* [Enunciado A]:
Selecione todas as linhas dos registros que contêm a palavra "grill", levando em conta maiúsculas e minúsculas.

Por 26,2 milhas (lá, km é raridade) há gente gritando para incentivar. Se os próprios americanos consideram o público da Maratona de Boston o mais entusiasmado dos EUA, que sou eu para negar. Qualquer referência ostentada pelo corredor é motivo. Escreva seu nome na camisa e você vai ouvi-lo um sem número de vezes durante as horas em que estiver correndo. Com sotaques diversos. Se quiser fazer populismo barato, embarque na rivalidade entre os times de beisebol de Boston e Nova York e corra com uma camisa branca, escrito em vermelho ‘Red Sox’. Ou, ainda melhor, ‘Yankees suck’. Capaz de você completar a prova nos braços de bostonianos mais exaltados.

A metade do percurso é em Wellesley, onde há o Wellesley College of Liberal Art, conceituado centro universitário para mulheres. As alunas (são cerca de 2500 matriculadas) se empilham na grade que ladeia o trajeto e ficam gritando tresloucadamente, como se estivessem vendo passar o ídolo pop da adolescência. É o ‘túnel do grito’ de Wellesley. Meio quilômetro antes já é possível ouvir os berros. Também faz parte da tradição que segurem cartazes pedindo beijos aos corredores. “Kiss Me” é o mais comum. Mas há outros impagáveis: “Será meu primeiro beijo”, “Beijo asiático” (há muitas estudantes orientais), “Beije-me. Sou veterana”, “Beije-me. Sou Democrata”. E não são poucos os corredores que, pulmão forte, carne fraca, atendem aos pedidos das moçoilas. Alguns, de várias delas.

Até então, a altimetria dá uma ajudada. Nas primeiras 6 milhas (cerca de 9,6 km), predominam as descidas. Entre a 6ª e a 16ª milha, o percurso parece que tenta tomar jeito e fica um pouco mais plano – com ênfase no “um pouco”. Nenhuma milha é “plana feito panqueca”, como dizem os americanos. Não se corre por cinco minutos sem que se passe por uma subida ou uma descida.

* [Enunciado B]:
Copie do texto sobre a Maratona de Boston o trecho que vai de "Por 26,2 milhas" a "bostonianos mais exaltados.".

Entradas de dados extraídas
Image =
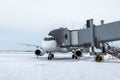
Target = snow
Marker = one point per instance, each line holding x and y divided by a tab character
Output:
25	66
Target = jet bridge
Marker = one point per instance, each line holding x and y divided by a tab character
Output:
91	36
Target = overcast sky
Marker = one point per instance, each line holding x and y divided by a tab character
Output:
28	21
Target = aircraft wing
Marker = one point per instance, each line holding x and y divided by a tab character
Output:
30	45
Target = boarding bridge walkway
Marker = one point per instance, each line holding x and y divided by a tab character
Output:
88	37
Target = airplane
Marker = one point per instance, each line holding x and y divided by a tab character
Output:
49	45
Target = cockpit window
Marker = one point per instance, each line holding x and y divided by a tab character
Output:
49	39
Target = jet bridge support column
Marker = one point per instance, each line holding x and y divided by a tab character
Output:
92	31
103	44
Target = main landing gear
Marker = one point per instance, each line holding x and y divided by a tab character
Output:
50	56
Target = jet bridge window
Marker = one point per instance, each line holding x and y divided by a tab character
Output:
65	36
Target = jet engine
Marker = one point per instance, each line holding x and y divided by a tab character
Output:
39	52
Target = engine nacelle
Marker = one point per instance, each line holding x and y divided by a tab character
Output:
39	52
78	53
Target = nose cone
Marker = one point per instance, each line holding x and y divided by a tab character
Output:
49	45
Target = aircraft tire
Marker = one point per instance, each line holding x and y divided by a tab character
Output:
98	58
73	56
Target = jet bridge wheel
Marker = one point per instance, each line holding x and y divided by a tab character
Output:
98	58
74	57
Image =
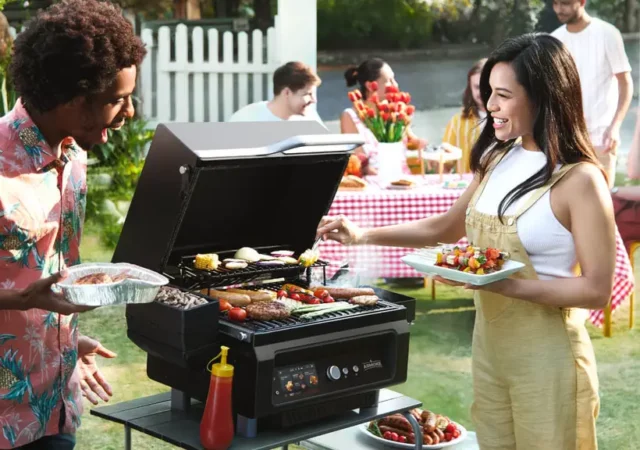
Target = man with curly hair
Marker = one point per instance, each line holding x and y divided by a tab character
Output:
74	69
--
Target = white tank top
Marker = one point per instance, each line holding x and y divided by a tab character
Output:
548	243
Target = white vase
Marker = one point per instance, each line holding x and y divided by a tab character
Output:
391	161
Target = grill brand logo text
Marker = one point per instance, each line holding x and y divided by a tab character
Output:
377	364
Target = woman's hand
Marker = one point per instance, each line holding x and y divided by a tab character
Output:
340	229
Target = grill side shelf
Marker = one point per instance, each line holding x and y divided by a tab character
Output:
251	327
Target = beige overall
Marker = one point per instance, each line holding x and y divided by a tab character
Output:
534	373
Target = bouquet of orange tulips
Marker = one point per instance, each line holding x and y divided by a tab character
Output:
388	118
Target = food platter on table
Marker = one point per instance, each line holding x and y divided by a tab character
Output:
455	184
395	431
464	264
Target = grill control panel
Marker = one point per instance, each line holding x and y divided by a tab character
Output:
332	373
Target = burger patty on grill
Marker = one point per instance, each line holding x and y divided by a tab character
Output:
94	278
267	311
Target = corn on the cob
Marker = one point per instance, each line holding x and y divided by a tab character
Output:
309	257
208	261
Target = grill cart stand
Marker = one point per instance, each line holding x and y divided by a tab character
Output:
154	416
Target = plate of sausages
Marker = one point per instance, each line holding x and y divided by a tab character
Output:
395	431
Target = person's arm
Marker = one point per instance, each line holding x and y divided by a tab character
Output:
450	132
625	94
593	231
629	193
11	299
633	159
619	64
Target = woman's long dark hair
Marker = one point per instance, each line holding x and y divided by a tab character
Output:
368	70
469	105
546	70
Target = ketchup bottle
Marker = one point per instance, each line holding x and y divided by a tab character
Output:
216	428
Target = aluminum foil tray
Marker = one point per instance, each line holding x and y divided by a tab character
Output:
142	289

* [Resultado final A]:
Target = grill brand logo text
Target = grill side shelf
Target = grill control panel
Target = burger patty on grill
Target = grill cart stand

* [Resultado final B]:
Por 26,2 milhas (lá, km é raridade) há gente gritando para incentivar. Se os próprios americanos consideram o público da Maratona de Boston o mais entusiasmado dos EUA, que sou eu para negar. Qualquer referência ostentada pelo corredor é motivo. Escreva seu nome na camisa e você vai ouvi-lo um sem número de vezes durante as horas em que estiver correndo. Com sotaques diversos. Se quiser fazer populismo barato, embarque na rivalidade entre os times de beisebol de Boston e Nova York e corra com uma camisa branca, escrito em vermelho ‘Red Sox’. Ou, ainda melhor, ‘Yankees suck’. Capaz de você completar a prova nos braços de bostonianos mais exaltados.